What this task involves: Write out exactly the lines from the one containing "of the flying" through the last line of the records below, including both.

[Some records]
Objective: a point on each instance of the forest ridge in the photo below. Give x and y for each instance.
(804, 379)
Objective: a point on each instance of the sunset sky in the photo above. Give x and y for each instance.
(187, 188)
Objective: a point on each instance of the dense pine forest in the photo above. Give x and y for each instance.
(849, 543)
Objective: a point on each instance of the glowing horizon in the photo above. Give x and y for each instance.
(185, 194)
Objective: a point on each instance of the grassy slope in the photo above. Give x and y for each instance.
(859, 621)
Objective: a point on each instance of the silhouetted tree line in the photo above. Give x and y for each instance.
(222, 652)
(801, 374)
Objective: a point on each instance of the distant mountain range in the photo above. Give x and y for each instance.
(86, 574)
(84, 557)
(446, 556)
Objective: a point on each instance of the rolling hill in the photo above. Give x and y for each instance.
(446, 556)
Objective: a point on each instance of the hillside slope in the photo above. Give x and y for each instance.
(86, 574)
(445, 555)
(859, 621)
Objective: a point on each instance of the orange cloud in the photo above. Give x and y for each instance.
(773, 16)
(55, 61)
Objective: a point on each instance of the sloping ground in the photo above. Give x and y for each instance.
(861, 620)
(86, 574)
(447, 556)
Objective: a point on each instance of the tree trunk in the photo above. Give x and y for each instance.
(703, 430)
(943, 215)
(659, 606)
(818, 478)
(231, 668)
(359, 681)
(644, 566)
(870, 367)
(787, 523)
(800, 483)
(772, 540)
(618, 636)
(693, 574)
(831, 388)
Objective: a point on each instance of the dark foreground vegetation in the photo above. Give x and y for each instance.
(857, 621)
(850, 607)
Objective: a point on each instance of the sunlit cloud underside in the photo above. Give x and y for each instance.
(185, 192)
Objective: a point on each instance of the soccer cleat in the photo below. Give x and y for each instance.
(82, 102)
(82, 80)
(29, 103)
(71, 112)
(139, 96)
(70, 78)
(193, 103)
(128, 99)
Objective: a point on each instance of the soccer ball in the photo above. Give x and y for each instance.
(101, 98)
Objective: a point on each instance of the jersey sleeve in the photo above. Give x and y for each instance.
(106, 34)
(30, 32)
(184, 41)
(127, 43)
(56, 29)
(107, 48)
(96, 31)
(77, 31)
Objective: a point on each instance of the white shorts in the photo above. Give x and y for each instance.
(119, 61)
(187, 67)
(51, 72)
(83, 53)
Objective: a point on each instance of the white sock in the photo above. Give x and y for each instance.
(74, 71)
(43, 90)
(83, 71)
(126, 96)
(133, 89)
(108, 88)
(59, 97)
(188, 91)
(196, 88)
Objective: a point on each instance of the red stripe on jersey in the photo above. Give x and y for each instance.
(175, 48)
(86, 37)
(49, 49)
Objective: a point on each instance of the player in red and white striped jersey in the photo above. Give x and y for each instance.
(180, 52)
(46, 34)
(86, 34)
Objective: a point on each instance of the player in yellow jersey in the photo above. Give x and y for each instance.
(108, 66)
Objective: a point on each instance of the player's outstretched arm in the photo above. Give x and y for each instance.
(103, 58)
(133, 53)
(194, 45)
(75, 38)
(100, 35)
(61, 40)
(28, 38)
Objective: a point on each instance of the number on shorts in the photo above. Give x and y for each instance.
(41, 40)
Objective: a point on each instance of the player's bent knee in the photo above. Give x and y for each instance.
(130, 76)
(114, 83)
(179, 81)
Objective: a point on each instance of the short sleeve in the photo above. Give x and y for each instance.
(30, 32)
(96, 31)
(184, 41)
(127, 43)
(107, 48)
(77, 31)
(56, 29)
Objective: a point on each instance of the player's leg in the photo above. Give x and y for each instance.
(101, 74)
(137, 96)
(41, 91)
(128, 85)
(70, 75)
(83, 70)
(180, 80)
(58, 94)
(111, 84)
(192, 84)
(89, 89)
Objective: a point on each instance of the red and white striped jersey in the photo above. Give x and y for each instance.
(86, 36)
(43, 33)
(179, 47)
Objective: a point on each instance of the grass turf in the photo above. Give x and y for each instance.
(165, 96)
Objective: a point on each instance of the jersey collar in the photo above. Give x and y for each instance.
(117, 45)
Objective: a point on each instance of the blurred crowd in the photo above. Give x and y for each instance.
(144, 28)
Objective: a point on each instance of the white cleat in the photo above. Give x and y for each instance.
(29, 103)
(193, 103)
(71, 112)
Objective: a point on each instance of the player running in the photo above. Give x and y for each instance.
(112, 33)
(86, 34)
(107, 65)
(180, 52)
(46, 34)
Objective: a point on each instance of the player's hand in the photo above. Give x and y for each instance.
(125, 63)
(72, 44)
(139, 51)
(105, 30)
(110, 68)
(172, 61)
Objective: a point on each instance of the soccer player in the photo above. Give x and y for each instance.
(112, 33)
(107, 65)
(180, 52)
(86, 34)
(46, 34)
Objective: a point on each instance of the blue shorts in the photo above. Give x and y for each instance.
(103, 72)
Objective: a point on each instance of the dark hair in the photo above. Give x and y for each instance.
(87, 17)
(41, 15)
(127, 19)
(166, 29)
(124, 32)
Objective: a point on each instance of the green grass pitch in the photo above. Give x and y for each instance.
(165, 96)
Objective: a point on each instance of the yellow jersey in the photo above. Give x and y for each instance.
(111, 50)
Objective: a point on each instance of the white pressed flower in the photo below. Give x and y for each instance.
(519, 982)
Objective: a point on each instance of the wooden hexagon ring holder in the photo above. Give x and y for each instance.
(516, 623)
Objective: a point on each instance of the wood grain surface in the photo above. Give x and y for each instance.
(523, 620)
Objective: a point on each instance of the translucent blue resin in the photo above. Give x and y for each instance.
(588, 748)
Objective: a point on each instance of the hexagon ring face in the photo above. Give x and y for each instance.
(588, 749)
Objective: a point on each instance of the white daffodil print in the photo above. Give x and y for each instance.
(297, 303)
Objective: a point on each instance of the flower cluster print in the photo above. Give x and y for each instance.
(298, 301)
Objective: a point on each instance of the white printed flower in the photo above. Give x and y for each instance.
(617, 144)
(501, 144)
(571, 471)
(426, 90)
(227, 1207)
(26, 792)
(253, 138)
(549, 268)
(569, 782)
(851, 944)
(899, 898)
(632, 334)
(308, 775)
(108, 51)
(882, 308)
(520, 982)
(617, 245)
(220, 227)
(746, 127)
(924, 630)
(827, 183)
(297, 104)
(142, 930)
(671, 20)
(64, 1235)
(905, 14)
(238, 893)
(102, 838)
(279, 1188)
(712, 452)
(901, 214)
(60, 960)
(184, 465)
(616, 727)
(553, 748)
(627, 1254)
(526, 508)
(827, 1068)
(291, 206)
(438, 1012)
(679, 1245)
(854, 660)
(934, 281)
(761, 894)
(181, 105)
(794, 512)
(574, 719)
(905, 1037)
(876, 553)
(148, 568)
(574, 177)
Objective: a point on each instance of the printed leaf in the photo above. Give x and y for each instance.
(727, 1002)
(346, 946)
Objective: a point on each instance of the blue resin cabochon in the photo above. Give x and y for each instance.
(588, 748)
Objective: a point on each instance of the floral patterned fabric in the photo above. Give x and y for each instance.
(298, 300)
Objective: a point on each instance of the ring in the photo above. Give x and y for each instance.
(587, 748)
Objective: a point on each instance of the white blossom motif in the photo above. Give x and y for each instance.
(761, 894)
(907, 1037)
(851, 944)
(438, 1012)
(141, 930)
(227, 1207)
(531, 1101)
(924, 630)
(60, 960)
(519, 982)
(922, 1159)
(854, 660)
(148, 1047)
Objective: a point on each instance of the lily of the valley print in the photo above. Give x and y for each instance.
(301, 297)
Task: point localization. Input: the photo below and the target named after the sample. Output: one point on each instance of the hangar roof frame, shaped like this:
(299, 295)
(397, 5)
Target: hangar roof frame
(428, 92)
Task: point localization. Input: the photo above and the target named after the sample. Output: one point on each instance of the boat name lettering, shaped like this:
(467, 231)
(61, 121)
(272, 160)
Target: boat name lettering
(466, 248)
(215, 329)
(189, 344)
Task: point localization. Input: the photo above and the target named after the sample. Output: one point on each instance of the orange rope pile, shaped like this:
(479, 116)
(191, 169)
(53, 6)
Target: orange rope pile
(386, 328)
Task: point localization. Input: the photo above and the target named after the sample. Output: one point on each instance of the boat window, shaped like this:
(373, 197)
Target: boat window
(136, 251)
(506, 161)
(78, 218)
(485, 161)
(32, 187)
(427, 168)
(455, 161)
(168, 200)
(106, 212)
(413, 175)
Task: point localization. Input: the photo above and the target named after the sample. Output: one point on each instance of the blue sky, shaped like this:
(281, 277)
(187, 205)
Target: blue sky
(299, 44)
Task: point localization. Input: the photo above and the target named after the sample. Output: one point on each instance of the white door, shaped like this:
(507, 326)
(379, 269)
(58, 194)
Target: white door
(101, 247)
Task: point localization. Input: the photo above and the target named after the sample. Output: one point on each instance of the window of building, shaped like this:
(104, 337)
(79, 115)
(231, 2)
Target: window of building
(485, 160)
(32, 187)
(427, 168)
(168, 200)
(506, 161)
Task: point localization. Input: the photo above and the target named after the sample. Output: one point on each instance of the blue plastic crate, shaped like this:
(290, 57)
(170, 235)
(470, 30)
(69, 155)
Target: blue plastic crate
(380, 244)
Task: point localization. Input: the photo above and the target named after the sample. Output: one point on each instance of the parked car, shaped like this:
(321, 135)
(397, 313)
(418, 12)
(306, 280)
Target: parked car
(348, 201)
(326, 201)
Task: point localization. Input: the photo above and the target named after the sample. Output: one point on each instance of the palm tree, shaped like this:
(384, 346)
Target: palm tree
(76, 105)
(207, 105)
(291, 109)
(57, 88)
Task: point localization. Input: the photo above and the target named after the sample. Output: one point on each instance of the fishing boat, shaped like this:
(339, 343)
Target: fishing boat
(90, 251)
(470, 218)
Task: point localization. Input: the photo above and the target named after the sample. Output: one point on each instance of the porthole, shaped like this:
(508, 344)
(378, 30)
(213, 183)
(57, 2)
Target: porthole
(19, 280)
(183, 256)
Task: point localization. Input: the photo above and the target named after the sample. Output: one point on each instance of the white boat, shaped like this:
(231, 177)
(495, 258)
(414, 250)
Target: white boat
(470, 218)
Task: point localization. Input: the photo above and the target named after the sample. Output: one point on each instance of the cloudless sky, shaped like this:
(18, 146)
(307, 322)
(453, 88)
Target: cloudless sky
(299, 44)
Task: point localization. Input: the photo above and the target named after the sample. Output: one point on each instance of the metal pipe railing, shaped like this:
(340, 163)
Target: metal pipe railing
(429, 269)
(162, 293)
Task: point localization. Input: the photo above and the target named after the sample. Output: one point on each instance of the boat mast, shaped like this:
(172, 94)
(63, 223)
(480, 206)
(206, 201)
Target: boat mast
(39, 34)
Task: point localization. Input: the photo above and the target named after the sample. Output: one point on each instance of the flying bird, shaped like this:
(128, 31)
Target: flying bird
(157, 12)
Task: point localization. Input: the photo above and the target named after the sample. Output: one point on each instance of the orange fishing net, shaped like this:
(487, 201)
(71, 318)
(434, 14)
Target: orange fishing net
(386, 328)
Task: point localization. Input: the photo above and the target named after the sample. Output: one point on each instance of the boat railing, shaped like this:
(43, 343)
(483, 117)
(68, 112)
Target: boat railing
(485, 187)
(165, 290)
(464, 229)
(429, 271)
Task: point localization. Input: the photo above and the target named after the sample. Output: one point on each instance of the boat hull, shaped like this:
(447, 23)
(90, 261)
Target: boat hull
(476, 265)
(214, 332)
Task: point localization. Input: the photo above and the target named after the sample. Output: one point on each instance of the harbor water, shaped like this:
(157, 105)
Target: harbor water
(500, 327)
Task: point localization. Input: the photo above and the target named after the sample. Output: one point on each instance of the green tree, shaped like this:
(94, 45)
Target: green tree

Exercise result:
Task: point localization. Input: the photo above and the target named after the sample. Output: one point on each instance of the flying bird, shaped like this:
(128, 31)
Target: flying bird
(157, 12)
Task: point localization. Input: the photo above and the target named after the sample. Output: one point on each instance of the orange fishing net, shaped like this:
(487, 201)
(71, 318)
(434, 14)
Target: orange fishing net
(386, 328)
Task: point localization. Input: the photo above and the target named after the sample. Output: one point on each instance of the boat railing, shaped like this:
(43, 343)
(483, 117)
(68, 112)
Target: boat railing
(485, 187)
(165, 290)
(464, 229)
(429, 271)
Task: point localization. Input: the photo above and the target named after the sample. Output: one point on each instance of the boat hull, shaped like this:
(447, 23)
(90, 261)
Target: boat hull
(476, 265)
(214, 332)
Task: point localization. Input: the photo above and the target named after the sample. Output: one point on each instance of the harbor water, shaped like this:
(157, 105)
Target: harbor water
(500, 327)
Task: point localization. Input: the photo above and the target named after the sample. Output: one point on each instance of the green tree, shaped like this:
(94, 45)
Target: green tree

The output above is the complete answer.